(begin)

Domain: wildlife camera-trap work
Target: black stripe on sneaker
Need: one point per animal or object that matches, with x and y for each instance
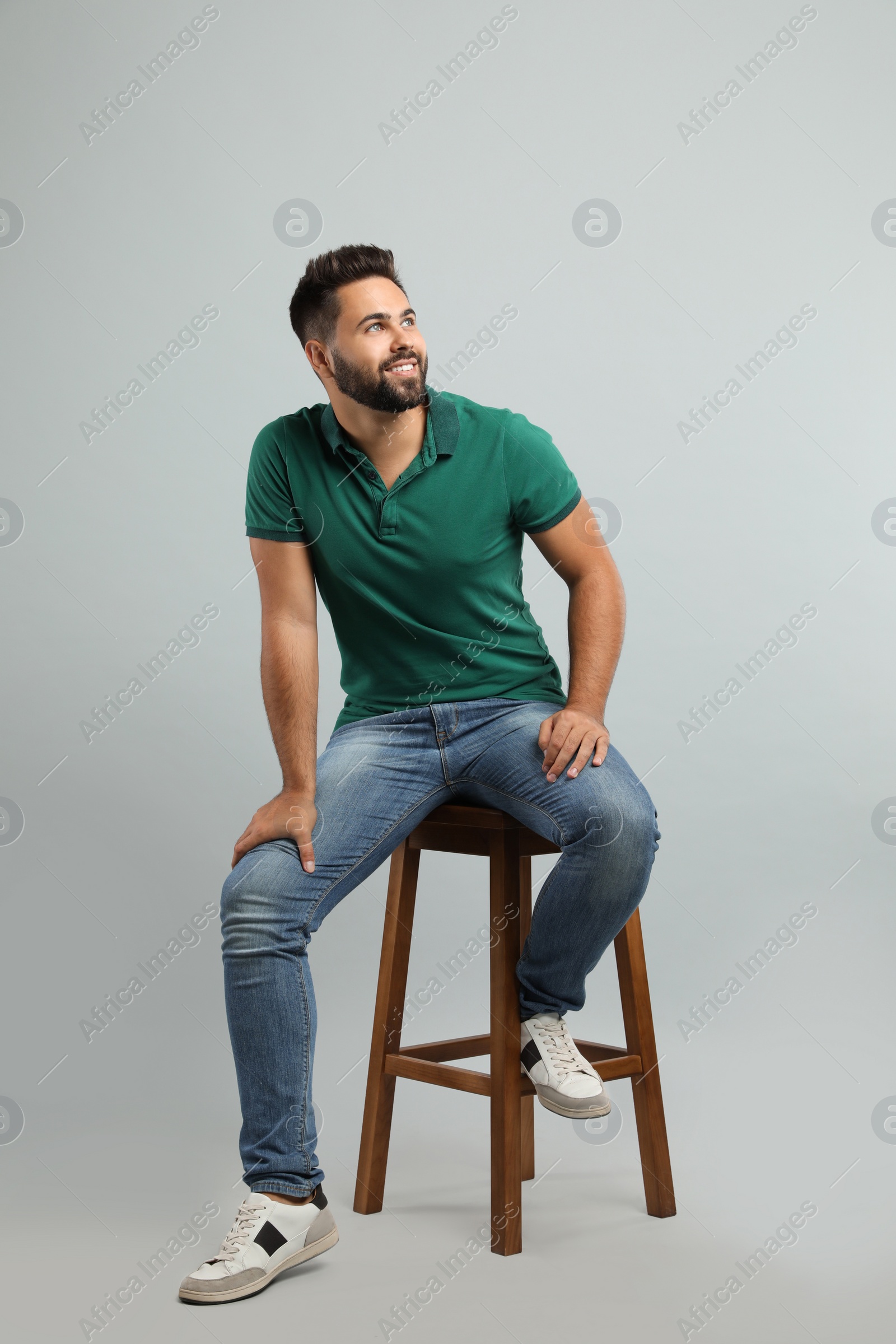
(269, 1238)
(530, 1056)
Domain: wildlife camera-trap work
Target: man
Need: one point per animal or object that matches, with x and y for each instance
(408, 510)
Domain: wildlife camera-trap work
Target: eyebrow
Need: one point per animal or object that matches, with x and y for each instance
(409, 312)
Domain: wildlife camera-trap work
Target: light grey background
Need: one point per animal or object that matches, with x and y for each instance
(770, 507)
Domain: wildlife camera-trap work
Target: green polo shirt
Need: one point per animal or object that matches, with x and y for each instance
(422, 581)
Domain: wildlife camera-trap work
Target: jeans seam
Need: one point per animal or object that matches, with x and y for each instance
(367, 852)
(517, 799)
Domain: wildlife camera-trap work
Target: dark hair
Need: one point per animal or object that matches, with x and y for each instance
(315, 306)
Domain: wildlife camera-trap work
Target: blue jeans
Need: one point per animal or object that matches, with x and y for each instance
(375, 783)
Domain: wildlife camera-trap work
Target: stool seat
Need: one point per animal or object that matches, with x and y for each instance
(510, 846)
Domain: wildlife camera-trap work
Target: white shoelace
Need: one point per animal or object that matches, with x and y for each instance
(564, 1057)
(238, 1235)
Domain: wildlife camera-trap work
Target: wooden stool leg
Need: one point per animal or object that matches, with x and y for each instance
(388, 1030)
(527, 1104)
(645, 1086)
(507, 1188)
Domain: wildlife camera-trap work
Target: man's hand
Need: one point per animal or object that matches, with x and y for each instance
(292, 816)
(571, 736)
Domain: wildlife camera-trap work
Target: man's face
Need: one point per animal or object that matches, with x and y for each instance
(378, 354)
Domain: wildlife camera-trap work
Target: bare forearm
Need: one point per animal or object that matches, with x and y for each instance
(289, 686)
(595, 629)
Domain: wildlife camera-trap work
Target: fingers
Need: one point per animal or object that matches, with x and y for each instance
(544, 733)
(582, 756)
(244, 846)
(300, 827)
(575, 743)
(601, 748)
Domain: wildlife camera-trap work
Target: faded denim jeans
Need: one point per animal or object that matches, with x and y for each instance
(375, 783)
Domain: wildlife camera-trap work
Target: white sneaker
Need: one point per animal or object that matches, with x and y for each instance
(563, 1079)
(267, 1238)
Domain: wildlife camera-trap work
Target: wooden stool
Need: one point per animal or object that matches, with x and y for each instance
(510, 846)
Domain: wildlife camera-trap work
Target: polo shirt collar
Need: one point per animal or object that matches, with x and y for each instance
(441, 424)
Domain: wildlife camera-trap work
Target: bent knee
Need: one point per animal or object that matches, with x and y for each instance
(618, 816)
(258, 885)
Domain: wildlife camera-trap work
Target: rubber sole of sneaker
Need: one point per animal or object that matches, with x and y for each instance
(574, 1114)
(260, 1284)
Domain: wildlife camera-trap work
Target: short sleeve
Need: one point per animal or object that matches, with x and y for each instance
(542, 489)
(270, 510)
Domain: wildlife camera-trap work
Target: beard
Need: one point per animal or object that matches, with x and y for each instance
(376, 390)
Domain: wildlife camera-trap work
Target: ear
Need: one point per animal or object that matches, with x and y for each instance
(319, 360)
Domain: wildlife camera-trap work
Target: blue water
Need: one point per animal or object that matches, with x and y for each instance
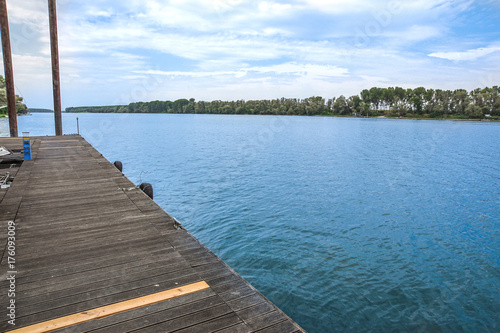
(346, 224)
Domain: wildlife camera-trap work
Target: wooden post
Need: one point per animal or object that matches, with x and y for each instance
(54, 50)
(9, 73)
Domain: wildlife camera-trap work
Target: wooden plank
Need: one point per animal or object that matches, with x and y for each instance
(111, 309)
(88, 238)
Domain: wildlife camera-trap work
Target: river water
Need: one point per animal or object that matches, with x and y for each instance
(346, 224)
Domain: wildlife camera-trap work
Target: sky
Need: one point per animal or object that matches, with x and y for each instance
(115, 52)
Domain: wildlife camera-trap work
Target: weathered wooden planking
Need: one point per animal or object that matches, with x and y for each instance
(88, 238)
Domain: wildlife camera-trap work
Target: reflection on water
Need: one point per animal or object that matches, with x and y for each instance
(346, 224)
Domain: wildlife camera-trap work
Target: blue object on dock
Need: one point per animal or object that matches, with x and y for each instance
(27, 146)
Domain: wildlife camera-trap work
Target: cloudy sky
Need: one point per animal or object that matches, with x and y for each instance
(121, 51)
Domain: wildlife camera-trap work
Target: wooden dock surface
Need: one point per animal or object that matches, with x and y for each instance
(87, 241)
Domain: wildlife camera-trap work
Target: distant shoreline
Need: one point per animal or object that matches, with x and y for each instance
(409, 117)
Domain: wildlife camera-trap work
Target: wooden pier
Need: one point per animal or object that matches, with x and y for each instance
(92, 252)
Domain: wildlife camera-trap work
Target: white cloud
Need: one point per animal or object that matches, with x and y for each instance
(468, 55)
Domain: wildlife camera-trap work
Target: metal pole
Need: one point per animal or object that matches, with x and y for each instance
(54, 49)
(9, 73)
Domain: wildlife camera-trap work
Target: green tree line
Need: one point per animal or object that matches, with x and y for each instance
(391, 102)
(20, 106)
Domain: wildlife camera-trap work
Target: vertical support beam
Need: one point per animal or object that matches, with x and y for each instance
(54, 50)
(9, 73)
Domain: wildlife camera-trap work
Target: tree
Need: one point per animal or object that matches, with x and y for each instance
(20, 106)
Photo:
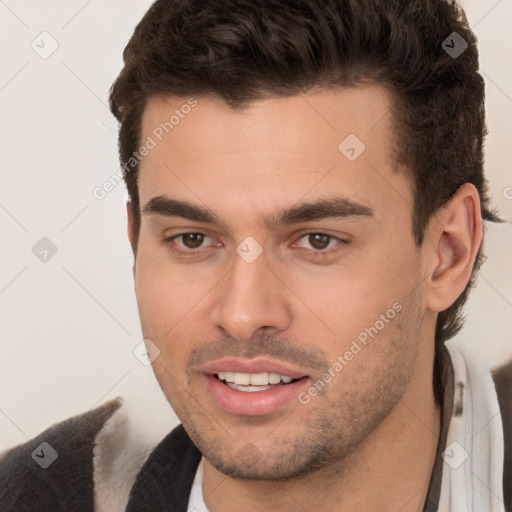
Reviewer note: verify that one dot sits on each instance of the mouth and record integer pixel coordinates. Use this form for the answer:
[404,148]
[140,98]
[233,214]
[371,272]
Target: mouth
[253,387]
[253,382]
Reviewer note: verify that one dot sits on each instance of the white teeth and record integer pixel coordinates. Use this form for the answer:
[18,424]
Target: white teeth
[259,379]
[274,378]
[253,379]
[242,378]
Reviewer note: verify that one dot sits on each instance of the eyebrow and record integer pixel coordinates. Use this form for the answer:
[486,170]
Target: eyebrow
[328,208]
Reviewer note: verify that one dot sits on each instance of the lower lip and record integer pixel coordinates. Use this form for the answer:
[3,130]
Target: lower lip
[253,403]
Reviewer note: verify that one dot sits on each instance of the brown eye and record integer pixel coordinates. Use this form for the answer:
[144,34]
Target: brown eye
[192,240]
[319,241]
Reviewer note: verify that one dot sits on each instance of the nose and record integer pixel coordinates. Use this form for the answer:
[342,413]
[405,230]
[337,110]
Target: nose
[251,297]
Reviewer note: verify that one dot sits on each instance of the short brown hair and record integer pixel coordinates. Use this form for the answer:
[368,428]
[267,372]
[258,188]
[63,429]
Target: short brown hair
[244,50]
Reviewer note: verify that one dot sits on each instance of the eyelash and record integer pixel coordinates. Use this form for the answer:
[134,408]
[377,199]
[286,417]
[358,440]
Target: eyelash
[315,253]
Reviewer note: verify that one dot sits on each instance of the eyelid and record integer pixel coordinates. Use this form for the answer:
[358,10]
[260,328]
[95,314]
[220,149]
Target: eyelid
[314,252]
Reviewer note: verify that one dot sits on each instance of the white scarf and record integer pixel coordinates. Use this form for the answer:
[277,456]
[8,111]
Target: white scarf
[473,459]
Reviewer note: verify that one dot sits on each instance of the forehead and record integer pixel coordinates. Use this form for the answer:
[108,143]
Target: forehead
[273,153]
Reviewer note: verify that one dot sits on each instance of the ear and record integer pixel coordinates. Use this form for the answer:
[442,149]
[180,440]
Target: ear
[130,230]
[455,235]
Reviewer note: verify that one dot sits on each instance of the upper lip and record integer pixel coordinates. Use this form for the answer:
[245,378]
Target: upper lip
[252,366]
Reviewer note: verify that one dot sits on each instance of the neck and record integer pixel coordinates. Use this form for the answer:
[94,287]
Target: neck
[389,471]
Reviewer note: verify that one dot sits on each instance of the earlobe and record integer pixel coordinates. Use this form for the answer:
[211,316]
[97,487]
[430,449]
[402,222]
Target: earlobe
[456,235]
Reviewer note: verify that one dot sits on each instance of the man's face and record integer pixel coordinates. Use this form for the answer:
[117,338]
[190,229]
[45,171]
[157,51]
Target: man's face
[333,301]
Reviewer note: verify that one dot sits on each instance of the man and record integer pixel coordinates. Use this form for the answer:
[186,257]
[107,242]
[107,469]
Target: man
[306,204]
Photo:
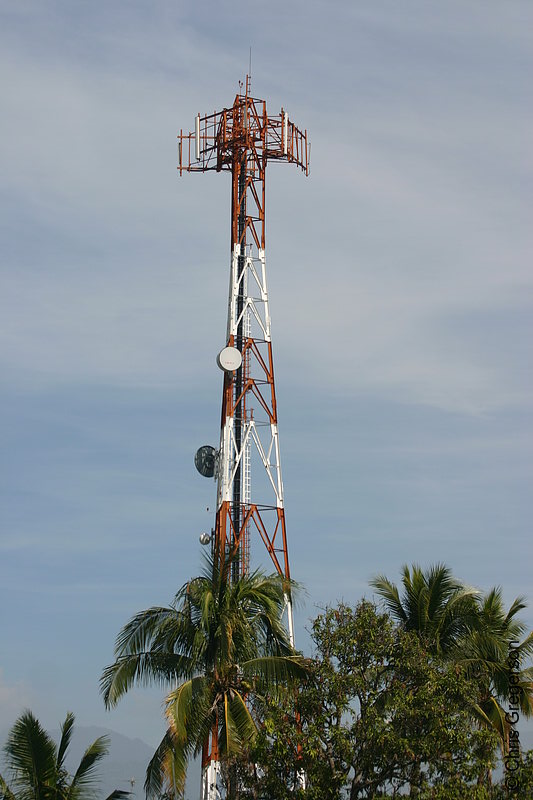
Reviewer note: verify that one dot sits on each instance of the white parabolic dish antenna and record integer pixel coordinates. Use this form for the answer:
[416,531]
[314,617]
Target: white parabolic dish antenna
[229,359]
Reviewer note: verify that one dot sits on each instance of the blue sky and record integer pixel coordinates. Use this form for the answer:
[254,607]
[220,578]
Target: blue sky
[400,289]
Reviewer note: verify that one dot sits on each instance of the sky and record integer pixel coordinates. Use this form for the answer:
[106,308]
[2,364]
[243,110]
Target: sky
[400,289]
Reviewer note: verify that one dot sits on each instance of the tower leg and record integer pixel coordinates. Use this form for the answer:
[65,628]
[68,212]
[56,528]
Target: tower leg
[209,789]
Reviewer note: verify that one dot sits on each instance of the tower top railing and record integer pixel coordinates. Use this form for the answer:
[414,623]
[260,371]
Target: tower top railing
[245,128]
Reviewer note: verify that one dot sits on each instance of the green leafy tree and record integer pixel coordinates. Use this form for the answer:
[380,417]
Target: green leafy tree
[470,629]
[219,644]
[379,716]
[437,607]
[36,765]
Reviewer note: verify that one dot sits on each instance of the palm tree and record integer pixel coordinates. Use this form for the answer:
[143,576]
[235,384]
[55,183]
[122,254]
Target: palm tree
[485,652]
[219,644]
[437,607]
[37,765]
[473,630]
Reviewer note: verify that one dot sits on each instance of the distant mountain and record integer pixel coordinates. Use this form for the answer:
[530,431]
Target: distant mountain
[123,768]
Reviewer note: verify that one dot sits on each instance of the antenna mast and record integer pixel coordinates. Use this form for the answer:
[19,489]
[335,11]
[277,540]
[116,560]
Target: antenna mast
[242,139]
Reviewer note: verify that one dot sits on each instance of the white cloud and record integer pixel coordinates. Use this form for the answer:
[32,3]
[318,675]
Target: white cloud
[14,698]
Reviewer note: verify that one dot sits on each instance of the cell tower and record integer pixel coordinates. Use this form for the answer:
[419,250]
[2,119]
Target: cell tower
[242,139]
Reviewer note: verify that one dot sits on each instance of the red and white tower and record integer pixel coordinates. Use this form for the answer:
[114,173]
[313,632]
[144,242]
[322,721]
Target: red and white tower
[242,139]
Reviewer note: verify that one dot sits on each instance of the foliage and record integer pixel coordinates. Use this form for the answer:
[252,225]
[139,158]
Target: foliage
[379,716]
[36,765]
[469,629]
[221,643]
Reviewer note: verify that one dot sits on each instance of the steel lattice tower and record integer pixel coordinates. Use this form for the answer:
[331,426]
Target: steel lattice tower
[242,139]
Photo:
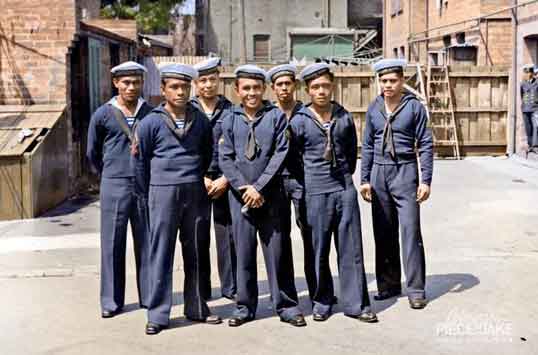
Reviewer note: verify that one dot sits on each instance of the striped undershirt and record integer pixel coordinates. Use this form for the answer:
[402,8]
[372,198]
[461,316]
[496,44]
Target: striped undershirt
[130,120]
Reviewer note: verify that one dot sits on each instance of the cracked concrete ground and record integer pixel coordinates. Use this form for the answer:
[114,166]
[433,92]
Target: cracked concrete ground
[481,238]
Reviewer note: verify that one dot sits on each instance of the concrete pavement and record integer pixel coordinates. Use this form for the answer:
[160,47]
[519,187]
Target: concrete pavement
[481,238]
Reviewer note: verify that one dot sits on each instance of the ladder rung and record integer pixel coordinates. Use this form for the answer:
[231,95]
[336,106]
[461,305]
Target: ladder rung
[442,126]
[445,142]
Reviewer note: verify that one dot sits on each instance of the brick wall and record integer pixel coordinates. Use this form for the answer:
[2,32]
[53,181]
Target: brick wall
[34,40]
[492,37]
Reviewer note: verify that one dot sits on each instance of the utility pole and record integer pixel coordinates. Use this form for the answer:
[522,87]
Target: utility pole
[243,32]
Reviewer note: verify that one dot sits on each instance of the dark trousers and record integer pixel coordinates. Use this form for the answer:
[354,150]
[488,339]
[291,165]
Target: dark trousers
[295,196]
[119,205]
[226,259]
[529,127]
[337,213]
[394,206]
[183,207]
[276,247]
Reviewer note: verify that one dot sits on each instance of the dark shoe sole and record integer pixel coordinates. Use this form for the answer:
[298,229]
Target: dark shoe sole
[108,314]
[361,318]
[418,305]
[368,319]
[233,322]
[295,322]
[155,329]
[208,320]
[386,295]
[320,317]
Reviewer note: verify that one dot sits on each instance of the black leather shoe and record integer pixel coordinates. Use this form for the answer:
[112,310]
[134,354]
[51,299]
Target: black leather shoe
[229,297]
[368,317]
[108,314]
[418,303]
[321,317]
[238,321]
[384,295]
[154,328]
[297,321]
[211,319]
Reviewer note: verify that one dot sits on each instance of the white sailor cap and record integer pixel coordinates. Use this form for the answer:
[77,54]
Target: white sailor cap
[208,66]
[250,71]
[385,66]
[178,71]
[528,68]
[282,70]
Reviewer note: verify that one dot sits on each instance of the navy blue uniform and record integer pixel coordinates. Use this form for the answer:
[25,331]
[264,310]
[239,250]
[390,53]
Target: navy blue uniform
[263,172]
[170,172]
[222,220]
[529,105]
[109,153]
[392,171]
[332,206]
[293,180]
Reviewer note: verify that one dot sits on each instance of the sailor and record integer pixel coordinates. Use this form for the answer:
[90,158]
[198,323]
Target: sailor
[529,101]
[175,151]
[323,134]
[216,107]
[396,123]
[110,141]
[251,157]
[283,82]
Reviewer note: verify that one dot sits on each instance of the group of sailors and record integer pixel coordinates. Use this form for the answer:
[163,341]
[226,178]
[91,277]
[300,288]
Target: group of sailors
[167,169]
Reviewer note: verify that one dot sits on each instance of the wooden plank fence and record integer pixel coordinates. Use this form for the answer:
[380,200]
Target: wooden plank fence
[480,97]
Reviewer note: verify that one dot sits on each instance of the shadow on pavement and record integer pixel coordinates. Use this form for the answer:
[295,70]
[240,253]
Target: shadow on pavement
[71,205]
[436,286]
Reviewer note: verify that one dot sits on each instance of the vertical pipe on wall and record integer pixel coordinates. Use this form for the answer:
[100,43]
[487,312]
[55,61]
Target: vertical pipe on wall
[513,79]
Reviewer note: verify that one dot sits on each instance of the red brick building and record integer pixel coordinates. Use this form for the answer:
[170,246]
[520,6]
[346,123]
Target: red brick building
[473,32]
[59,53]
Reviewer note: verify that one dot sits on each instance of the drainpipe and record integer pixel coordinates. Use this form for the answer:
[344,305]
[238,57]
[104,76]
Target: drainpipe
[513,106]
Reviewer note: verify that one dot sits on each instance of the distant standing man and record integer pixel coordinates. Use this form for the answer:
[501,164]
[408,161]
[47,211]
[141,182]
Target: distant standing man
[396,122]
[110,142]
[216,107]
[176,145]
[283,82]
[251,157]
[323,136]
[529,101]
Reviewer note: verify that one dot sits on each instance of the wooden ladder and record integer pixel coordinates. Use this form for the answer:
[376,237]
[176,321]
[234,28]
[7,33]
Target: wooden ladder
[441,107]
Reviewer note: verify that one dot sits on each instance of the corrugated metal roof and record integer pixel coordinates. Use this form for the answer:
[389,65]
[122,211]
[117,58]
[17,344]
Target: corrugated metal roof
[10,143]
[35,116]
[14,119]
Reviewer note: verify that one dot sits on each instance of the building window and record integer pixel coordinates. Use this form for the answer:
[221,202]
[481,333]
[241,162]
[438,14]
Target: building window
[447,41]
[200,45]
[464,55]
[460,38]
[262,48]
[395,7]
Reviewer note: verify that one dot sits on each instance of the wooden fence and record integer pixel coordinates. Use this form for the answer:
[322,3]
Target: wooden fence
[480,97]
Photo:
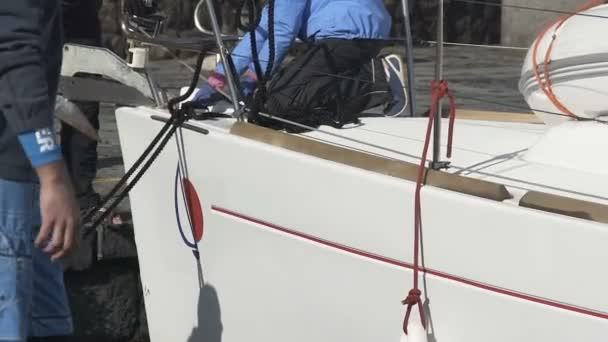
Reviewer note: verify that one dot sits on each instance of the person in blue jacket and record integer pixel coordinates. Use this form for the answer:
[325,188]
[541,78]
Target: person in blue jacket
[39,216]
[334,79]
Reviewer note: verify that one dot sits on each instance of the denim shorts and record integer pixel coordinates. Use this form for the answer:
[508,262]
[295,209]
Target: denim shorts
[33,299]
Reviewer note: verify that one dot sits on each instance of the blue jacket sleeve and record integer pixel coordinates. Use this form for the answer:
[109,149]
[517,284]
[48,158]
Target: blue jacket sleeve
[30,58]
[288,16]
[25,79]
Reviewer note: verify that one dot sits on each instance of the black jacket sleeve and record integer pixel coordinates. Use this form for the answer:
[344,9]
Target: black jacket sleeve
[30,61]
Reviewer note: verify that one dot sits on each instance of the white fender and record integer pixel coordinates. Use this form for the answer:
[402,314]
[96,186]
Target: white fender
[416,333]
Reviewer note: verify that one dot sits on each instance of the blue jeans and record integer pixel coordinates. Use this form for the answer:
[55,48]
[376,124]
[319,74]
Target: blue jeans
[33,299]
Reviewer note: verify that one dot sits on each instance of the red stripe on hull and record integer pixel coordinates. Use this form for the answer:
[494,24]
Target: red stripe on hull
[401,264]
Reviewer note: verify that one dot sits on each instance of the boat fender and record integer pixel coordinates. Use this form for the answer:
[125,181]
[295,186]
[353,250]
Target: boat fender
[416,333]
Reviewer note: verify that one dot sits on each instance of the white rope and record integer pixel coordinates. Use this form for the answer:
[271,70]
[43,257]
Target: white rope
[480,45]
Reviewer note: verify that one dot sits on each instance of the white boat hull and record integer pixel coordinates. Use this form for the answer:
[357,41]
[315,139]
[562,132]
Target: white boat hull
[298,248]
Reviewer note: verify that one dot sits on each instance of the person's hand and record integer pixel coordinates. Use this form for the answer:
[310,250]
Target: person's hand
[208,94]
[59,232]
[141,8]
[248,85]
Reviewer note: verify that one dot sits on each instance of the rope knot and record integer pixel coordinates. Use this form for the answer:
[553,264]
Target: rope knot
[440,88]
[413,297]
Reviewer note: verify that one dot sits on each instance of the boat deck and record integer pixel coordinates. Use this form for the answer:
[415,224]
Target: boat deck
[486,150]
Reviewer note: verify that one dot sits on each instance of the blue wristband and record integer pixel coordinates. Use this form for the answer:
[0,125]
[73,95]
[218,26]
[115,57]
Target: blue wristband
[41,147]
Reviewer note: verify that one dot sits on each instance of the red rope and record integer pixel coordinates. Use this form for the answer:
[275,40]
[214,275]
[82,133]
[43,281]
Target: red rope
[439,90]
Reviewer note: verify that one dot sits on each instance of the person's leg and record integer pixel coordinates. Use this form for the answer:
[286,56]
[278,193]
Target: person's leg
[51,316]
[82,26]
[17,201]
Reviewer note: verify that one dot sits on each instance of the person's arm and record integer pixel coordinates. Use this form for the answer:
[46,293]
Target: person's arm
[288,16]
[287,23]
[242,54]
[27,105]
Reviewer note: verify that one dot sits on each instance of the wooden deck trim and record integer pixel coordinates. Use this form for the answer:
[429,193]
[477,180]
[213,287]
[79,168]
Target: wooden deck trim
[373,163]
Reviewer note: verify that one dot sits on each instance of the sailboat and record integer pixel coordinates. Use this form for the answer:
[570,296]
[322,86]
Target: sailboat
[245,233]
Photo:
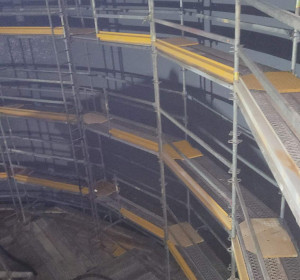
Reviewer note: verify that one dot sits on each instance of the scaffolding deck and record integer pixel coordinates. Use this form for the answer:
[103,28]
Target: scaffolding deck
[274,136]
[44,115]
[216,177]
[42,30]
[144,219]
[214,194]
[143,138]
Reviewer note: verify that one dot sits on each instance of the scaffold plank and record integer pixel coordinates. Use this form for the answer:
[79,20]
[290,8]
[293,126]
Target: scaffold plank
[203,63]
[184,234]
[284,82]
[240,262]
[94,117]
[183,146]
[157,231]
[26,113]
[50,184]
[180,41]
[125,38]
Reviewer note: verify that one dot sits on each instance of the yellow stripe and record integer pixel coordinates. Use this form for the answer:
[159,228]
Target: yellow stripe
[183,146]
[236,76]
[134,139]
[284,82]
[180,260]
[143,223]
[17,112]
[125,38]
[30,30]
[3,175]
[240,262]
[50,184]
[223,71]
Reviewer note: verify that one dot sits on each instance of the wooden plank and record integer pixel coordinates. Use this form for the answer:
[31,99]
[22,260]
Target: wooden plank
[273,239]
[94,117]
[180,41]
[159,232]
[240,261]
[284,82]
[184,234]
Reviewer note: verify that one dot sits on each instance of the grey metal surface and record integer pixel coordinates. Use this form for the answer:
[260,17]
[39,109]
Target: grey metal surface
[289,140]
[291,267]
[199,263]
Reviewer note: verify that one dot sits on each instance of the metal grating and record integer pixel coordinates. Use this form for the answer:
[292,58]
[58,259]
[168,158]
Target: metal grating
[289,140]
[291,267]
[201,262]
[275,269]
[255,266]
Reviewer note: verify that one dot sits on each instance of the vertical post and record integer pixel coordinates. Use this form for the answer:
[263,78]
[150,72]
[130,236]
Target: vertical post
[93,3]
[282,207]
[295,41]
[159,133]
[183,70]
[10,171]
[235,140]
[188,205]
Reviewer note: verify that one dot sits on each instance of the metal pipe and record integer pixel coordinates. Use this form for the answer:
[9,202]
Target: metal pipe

(end)

- INSTRUCTION: Write out the records again word for word, starting at their first line and stopping after the line that contains "(507, 1188)". Leave the pictures out.

- RESPONSE TO THE TASK:
Domain: wildlife camera-trap work
Target: black stripe on sneaker
Need: one point per animal or object that matches, with x and y for each instance
(269, 1238)
(530, 1056)
Domain: wildlife camera-trap work
Target: man
Need: one point per animal or object that matches, with x and y for each instance
(408, 510)
Domain: wildlife camera-trap work
Target: eyebrow
Need: one point per animal or object that matches, with x and y for each instance
(409, 312)
Domain: wildlife camera-trap work
Target: light grey background
Need: one point per animal or object that matches, with x and y for each instance
(770, 507)
Domain: wildlife camera-trap work
Target: green polo shirt
Need: one point per animal or object that matches, with x and y for each instance
(422, 581)
Domain: wildlife camera-trap work
Target: jeans seam
Need: one point per animal or object that matches, with x and y for each instance
(367, 852)
(517, 799)
Domain: wildlife camera-trap work
Target: dark hair
Need: one point per animal or object that matches, with x and y for each instance
(315, 306)
Domain: wildlife camera-trap work
Target: blue jeans
Need: one point per animal or object that matches, with x and y for each instance
(375, 783)
Domain: wildlife camera-trap work
Target: stool seat
Need: one point per animal or object that matches, with x and y for each instance
(510, 846)
Domain: wildlife camera-trap work
Target: white shoelace
Need: one point per animal or object that matches, with x and y for each instance
(564, 1057)
(238, 1235)
Domain: wildlife camera-trap work
Target: wooden stool leg
Need: one point per animal or object that matches, with x and y for each instance
(388, 1030)
(527, 1104)
(645, 1086)
(507, 1188)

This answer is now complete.